* START Records for the task *
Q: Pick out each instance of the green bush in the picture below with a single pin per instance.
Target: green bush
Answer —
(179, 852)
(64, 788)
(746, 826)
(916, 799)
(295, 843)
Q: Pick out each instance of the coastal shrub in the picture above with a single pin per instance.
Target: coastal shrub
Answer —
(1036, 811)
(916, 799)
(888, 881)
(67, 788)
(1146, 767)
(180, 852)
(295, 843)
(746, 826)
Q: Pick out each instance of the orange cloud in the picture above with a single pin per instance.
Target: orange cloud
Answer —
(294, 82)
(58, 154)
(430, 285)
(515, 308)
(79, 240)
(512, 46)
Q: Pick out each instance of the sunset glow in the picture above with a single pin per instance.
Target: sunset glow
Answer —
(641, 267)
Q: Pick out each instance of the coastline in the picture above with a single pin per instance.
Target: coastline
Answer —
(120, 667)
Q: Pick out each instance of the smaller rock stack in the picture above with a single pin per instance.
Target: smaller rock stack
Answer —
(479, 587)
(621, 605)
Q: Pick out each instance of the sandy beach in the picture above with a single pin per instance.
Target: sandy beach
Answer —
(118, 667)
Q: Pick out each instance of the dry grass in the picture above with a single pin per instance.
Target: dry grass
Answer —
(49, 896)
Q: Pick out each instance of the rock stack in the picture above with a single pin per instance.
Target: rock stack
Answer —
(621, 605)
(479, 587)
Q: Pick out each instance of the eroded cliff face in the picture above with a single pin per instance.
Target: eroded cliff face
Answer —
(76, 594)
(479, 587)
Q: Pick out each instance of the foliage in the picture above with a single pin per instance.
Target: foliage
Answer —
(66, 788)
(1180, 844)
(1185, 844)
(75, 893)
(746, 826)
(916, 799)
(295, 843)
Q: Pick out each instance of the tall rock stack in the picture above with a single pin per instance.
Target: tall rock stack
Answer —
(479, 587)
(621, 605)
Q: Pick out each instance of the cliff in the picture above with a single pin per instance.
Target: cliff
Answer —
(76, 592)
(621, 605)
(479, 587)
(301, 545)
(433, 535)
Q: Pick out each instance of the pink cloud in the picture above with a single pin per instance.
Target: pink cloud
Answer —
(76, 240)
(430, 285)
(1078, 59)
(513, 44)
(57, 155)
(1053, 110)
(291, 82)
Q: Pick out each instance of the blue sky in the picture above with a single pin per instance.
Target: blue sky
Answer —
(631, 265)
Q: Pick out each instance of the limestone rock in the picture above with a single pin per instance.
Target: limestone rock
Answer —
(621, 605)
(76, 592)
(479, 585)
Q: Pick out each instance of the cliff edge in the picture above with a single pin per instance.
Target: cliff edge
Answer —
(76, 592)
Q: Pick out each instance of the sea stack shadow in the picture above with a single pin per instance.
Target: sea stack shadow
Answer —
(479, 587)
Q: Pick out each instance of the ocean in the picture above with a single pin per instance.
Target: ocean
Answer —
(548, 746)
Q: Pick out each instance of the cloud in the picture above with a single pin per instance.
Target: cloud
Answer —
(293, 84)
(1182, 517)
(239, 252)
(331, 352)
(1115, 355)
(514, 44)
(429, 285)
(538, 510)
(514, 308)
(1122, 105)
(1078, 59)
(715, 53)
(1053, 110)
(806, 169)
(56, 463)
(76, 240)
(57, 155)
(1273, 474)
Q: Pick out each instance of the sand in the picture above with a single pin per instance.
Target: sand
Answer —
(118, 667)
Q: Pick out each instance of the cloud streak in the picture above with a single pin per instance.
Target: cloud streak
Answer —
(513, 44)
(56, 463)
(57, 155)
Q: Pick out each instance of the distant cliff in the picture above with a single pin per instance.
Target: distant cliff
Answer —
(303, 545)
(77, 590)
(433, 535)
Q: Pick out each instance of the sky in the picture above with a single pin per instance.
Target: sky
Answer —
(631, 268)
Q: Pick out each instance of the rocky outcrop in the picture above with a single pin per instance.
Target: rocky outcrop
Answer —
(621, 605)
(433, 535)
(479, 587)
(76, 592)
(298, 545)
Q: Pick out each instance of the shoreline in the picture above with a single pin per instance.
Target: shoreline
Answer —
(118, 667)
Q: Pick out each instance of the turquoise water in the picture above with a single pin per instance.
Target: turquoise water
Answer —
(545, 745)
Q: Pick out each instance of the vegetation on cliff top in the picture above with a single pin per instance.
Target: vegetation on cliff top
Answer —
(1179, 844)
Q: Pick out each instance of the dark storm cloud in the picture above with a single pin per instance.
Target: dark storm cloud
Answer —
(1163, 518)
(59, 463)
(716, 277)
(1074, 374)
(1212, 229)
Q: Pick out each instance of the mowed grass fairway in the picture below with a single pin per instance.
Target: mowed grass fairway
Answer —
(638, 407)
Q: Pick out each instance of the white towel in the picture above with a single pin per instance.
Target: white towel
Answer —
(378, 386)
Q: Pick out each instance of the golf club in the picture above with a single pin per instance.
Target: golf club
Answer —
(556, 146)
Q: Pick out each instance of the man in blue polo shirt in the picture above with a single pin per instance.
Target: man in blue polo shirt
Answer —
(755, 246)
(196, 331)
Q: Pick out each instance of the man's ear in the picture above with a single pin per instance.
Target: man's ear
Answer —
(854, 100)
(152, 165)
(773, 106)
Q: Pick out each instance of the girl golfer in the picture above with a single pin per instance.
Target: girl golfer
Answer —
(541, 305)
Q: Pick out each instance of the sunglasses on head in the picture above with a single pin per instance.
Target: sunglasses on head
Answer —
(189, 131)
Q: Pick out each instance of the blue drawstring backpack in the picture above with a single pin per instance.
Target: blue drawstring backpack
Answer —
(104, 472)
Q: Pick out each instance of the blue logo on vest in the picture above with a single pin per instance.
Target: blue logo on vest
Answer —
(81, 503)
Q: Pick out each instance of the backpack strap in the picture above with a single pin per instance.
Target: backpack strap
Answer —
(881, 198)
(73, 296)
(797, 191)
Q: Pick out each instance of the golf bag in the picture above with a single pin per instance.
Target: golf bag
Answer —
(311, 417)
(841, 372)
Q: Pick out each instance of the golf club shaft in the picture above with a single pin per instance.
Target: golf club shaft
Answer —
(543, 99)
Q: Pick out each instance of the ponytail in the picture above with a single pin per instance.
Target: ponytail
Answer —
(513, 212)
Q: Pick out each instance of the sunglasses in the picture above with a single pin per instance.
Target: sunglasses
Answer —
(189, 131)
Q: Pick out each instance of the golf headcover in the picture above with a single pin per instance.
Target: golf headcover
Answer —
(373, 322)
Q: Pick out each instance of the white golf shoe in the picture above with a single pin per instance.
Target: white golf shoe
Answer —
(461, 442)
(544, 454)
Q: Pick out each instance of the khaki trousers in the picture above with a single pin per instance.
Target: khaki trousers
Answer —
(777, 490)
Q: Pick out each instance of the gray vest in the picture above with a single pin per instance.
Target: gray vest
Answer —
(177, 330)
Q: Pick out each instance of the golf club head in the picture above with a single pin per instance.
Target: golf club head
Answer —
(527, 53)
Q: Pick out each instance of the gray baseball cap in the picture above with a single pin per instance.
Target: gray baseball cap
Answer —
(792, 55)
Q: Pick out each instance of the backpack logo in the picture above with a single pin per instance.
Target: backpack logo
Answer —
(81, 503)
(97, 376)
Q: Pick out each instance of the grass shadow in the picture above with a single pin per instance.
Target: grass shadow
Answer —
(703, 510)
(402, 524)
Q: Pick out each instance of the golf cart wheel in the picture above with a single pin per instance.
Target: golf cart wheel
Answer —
* END Records for the task *
Instructions to follow
Present the stretch of the records that opens with the line containing "Q: Pick out each instance of the ocean" and closes with the line containing "(1273, 474)", both included, as a Markdown table with a Row column giving each line's number in sequence and a Text column holding the line itself. Omit blank lines.

Reply to the exercise
| Row | Text |
|---|---|
| 1 | Q: Pick out each instance of the ocean in the picture above with a single pin per instance. |
| 2 | Target: ocean |
| 3 | Answer — |
| 4 | (548, 746) |
| 5 | Q: Pick out each instance of the cloud in the picture above with a single pin per instance. |
| 6 | Target: cloud |
| 7 | Answer — |
| 8 | (293, 84) |
| 9 | (1182, 517) |
| 10 | (239, 252) |
| 11 | (331, 352) |
| 12 | (1115, 355) |
| 13 | (514, 44) |
| 14 | (429, 285) |
| 15 | (538, 510) |
| 16 | (514, 308) |
| 17 | (1122, 105) |
| 18 | (1078, 59) |
| 19 | (715, 53) |
| 20 | (1053, 110) |
| 21 | (806, 169) |
| 22 | (56, 463) |
| 23 | (76, 240) |
| 24 | (57, 155) |
| 25 | (1273, 474) |